Natural language region descriptions:
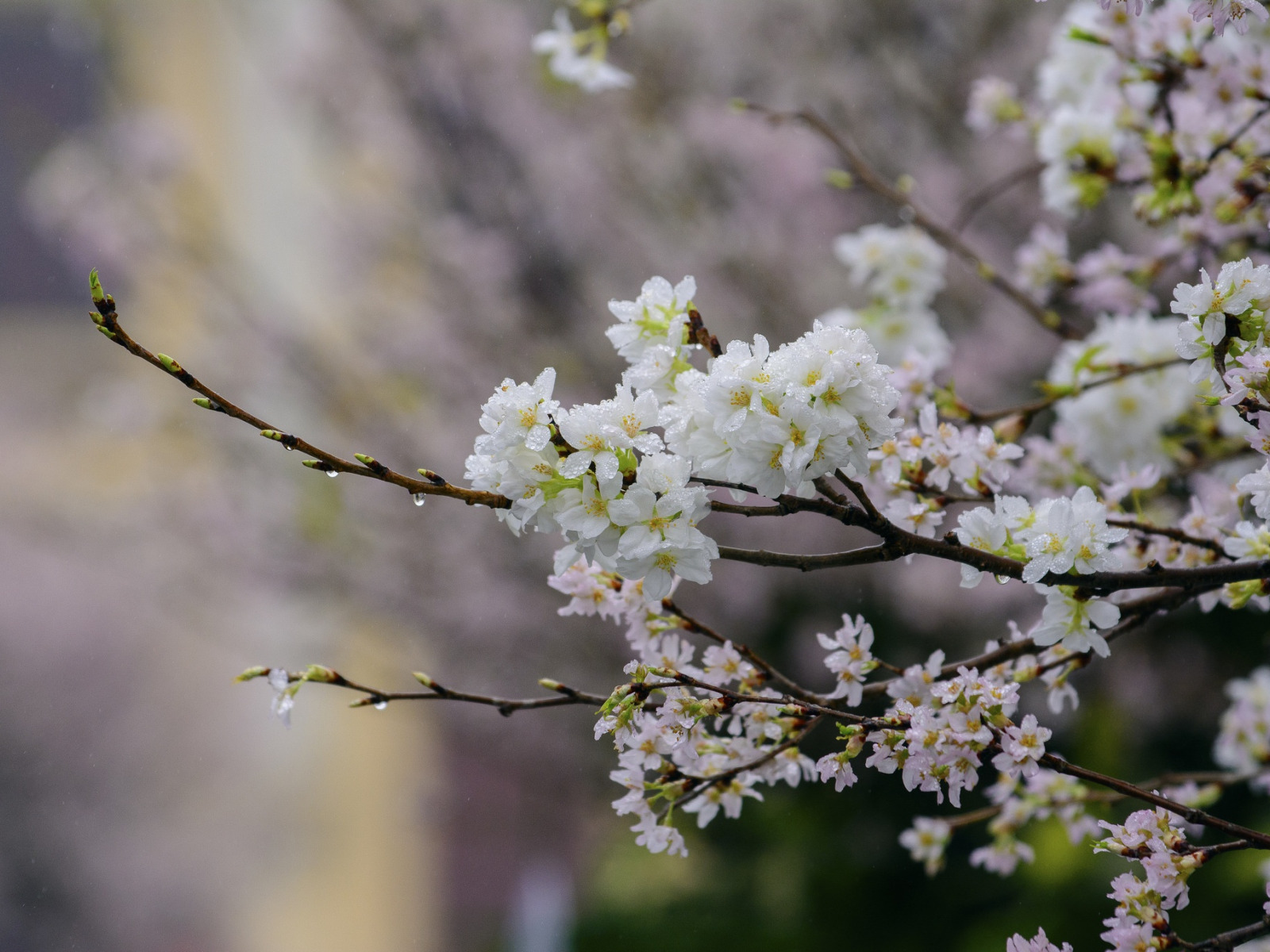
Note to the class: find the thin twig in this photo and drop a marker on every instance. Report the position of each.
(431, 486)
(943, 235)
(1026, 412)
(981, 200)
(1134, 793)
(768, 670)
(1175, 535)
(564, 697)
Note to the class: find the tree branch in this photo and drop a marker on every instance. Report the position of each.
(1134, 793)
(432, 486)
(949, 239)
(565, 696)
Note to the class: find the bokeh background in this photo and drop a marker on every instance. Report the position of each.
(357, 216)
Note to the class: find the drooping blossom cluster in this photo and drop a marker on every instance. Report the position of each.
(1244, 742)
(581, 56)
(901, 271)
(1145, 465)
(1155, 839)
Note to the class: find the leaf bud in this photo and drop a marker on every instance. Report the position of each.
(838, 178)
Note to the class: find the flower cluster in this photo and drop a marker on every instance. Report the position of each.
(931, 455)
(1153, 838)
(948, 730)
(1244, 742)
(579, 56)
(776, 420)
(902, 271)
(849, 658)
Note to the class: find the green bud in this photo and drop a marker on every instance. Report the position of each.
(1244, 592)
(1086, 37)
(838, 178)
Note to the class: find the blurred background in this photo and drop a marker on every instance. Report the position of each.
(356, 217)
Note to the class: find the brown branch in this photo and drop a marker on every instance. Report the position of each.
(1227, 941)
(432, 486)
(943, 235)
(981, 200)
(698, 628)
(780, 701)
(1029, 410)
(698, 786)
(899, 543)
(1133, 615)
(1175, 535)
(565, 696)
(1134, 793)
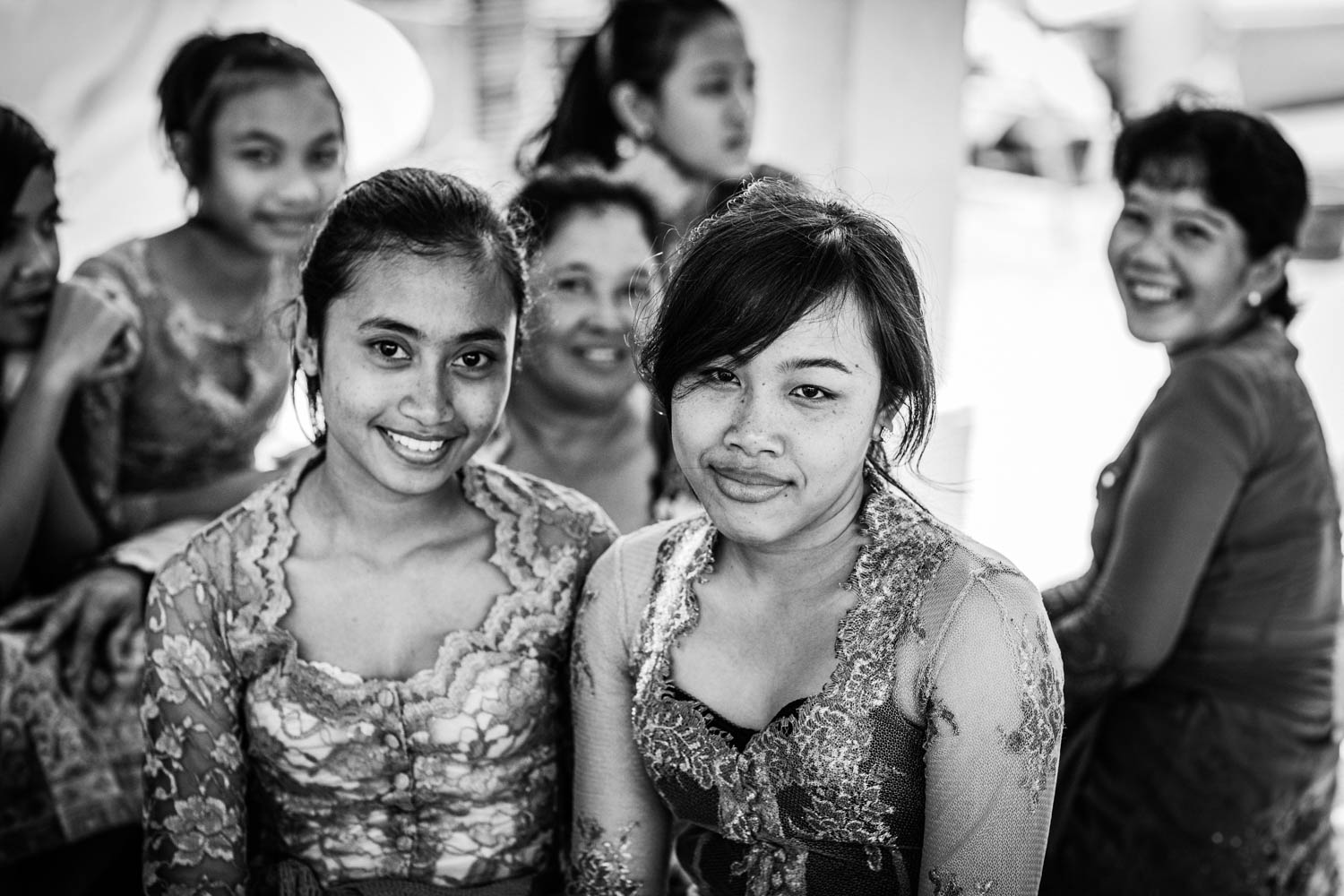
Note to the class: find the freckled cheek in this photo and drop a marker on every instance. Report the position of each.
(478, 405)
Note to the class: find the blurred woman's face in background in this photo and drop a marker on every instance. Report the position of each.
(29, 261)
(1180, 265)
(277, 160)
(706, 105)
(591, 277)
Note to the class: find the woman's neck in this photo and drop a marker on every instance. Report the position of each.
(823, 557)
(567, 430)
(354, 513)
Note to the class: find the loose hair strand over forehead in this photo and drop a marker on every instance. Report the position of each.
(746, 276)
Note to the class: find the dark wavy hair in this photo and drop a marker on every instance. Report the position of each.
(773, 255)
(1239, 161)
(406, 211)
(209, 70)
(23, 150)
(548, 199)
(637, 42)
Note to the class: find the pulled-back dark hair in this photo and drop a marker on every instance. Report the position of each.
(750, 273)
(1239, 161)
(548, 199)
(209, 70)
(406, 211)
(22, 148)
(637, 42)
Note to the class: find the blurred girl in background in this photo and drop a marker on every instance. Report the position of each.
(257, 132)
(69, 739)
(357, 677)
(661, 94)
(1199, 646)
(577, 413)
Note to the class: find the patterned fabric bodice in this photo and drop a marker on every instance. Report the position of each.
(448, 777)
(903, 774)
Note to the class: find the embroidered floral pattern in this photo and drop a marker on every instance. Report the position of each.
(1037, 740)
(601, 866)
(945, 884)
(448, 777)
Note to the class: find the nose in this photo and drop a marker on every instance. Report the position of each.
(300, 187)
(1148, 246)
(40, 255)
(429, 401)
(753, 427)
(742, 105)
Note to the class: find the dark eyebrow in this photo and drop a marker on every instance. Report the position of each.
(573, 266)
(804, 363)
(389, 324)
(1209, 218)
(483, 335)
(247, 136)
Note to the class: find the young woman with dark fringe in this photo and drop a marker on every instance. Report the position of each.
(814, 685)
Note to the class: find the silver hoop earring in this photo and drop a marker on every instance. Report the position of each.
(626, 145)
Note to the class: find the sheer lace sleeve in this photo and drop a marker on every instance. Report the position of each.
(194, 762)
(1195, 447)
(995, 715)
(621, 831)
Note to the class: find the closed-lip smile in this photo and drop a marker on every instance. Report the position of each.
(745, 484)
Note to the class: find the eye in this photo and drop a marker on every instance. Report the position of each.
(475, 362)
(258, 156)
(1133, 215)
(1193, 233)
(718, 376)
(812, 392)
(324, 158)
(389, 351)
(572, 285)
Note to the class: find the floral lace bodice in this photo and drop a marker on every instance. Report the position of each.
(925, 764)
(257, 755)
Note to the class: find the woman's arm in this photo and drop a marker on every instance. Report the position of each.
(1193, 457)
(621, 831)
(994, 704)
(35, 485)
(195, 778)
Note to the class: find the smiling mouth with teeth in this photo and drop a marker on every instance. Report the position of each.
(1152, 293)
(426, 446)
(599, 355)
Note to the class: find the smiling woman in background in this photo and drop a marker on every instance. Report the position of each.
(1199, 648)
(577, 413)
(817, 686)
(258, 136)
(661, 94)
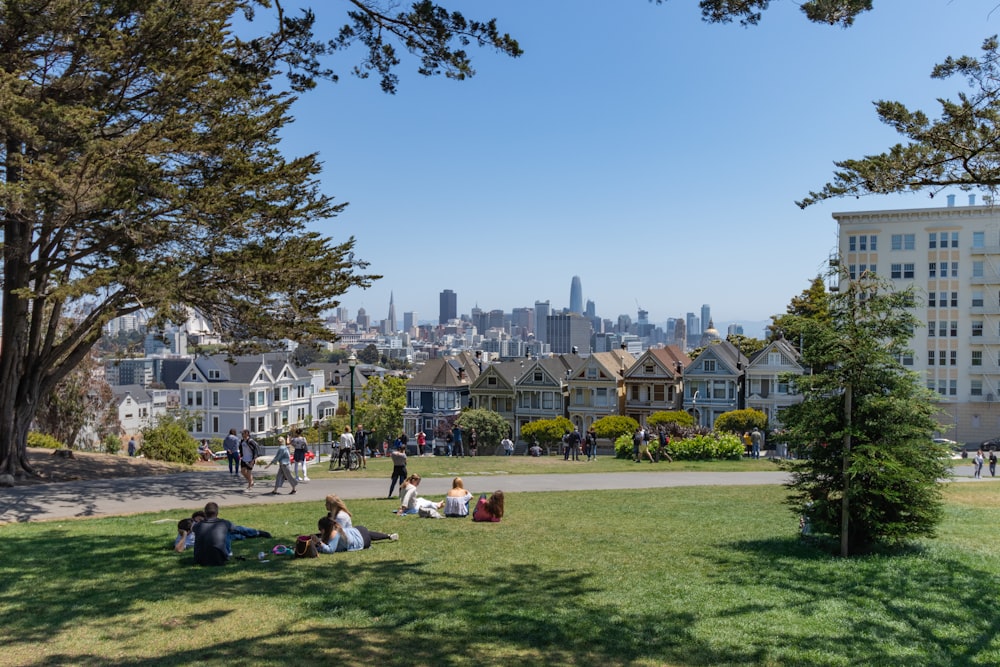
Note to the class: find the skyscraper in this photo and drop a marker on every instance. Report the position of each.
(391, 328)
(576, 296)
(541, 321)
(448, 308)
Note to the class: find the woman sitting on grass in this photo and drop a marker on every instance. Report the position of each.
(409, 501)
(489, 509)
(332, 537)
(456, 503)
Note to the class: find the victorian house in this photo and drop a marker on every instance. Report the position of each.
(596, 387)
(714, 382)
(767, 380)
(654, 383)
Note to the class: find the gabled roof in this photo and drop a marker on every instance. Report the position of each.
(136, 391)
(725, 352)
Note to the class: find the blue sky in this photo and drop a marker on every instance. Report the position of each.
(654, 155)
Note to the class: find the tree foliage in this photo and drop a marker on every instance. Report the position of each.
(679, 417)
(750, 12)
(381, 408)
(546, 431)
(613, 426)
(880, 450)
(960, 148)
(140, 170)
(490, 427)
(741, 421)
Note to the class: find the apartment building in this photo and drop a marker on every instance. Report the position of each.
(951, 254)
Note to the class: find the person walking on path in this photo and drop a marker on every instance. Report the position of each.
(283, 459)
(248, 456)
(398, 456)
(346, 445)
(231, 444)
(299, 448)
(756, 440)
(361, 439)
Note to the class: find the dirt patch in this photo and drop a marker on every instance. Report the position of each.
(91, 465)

Assignment: Each line above is to be repeated exactly as written; no picture is carried over.

Reply to the exercise:
Note to the class: find the thin twig in this photo and drop a marker on every instance. Report the position of each.
(431, 486)
(943, 235)
(1026, 412)
(981, 200)
(1134, 793)
(768, 670)
(1175, 535)
(564, 697)
Note to the class: find the tree branch in this photo and drop a marker on every instance. Report the position of each.
(1134, 793)
(432, 486)
(949, 239)
(565, 696)
Note to the class: find the bokeh background in this photo and drop a marker on every instance. Report the position of each.
(357, 216)
Note to the class: find the drooping blossom cluster in this photo and drop a marker on every instance. Report the position of each.
(1244, 742)
(581, 56)
(901, 271)
(1145, 465)
(1155, 839)
Note to the class: find the leaf bud in this photo and drop a marker on every instance. Report the position of each.
(838, 178)
Note to the class: find the flower cluster in this photo and drop a marker on every instance. Report the position of each.
(931, 455)
(1153, 838)
(948, 730)
(1244, 742)
(579, 56)
(776, 420)
(902, 271)
(849, 658)
Note to the class: find the green bud in this photo and drop a marker on every instance. Report the position of each.
(1244, 592)
(1086, 37)
(838, 178)
Note to the class: find the blurred background in this photo and drop a marker on every instance. Report the position of each.
(356, 217)
Note to the class: find the brown branch in this photo and drop a marker on every instance. Report the position of each.
(1227, 941)
(432, 486)
(943, 235)
(981, 200)
(698, 628)
(780, 701)
(1029, 410)
(698, 786)
(899, 543)
(1133, 615)
(1175, 535)
(565, 696)
(1134, 793)
Note to the class: find the freckled cheek in this photo and drop a marker on every instance. Report the position of each.
(478, 405)
Note to the class: find the blurred woman's face in background in this photo and drop a marker on every instance. Report the position of each.
(29, 261)
(1180, 265)
(277, 160)
(706, 105)
(591, 277)
Note to the class: find the woman's neck in this photo and drop a marker on every instance. Report the position of each.
(823, 557)
(567, 430)
(354, 513)
Note to the class: find the loose hair strand over forehead in this photo and drop a marker on every instance. Report the position of each.
(746, 276)
Note to the class: find the dark wavy hair in this photo and drop a marker on every instance. Report the position of each.
(773, 255)
(1239, 161)
(406, 211)
(209, 70)
(23, 150)
(548, 199)
(637, 42)
Note to the class: find the pulled-back dark hair in this photo and drop a marker on every instance. Report the position of each.
(750, 273)
(1239, 161)
(548, 199)
(209, 70)
(406, 211)
(22, 148)
(637, 42)
Note to the class: find the blurred girl in background in this photo and drop a marker on every instance. Report the position of each.
(257, 132)
(69, 739)
(357, 677)
(661, 94)
(1199, 646)
(577, 413)
Note to the class: find the patterned fabric bodice in this photo and drop a marker on every instance. Report the position of each.
(448, 777)
(903, 774)
Note to the class: find the embroidered floral pattern in this photo and drop a marker on every instance. Report the position of each.
(1037, 740)
(601, 866)
(945, 884)
(448, 777)
Note to the class: find the nose in this photo and drop a marker on every instance. Report the position of each.
(300, 187)
(1148, 246)
(40, 255)
(429, 401)
(753, 427)
(742, 105)
Note to the class: find the dark eyebrow in this photo and drop a marker on every instance. Report the position of each.
(573, 266)
(804, 363)
(389, 324)
(1209, 218)
(483, 335)
(247, 136)
Note to the class: find the young woman with dark fringe in this photo and drop a marker on every instance. Report the position of each.
(814, 685)
Note to the class: find the silver hoop earring in this photo and drop a marker on every instance. Report the position of each.
(626, 145)
Note to the class: find the sheer lace sleeve in this photo and drop a marker on every instance. Report the position of each.
(194, 762)
(1195, 447)
(995, 715)
(621, 831)
Note to the class: find the closed-lip smile in this photo and drop a marker on every instance. Report the position of each.
(745, 484)
Note to the class: find the eye in this photo and drop a marker on every instance. Report the position of each.
(475, 362)
(258, 156)
(1133, 215)
(1193, 233)
(718, 376)
(812, 392)
(324, 158)
(389, 351)
(572, 285)
Note to the class: find the floral lace bodice in this photo and drop a marker on every instance. Report the position of each.
(925, 764)
(257, 755)
Note to the class: find the woman's arm in this photo and drop a marker on every instance. Report the position of each.
(1193, 457)
(621, 831)
(994, 704)
(35, 485)
(195, 778)
Note to the class: find the smiling mouth with teeth in this photo and drop a marker on every instance. Report the position of each.
(1152, 293)
(426, 446)
(599, 355)
Note to the class: find the smiling woman in background in this photo and drop a marker on every instance. Report the position of each.
(1199, 648)
(577, 413)
(817, 686)
(258, 136)
(661, 94)
Note to the class: find the skyscraper in this photo and drop a marker on every instance. Report the position of each.
(391, 328)
(576, 296)
(541, 321)
(448, 308)
Note to the class: find the woman sitting on grass in this photo and drop a marker on every instance. Report the position of each.
(409, 501)
(489, 509)
(332, 537)
(456, 503)
Note to the class: find the victorian house in this photo and drop a marker on every instance. Report the position of each.
(596, 387)
(714, 382)
(767, 380)
(654, 383)
Note to the class: find the gabled roof in this photo and drop a marker on every instance. Report the position of each.
(136, 391)
(725, 352)
Note to the class: find the blue sky in this photo and drop a marker on every instance. Report the position of each.
(654, 155)
Note to the class: find the tree foliage in this photo and drop a marker on every instance. Report the position of each.
(679, 417)
(750, 12)
(381, 408)
(546, 431)
(613, 426)
(880, 450)
(960, 148)
(140, 170)
(490, 427)
(741, 421)
Note to the class: find the apartment building in this photo and drop a marker on every instance. Report the position of each.
(951, 254)
Note to the class: find the person walking on path in this photo and drop a marker on every instance. Report the position of each.
(283, 459)
(248, 456)
(398, 456)
(346, 445)
(231, 444)
(299, 448)
(756, 440)
(361, 439)
Note to the class: find the dirt patch in this photo and drop a marker on every instance. Report the position of each.
(91, 465)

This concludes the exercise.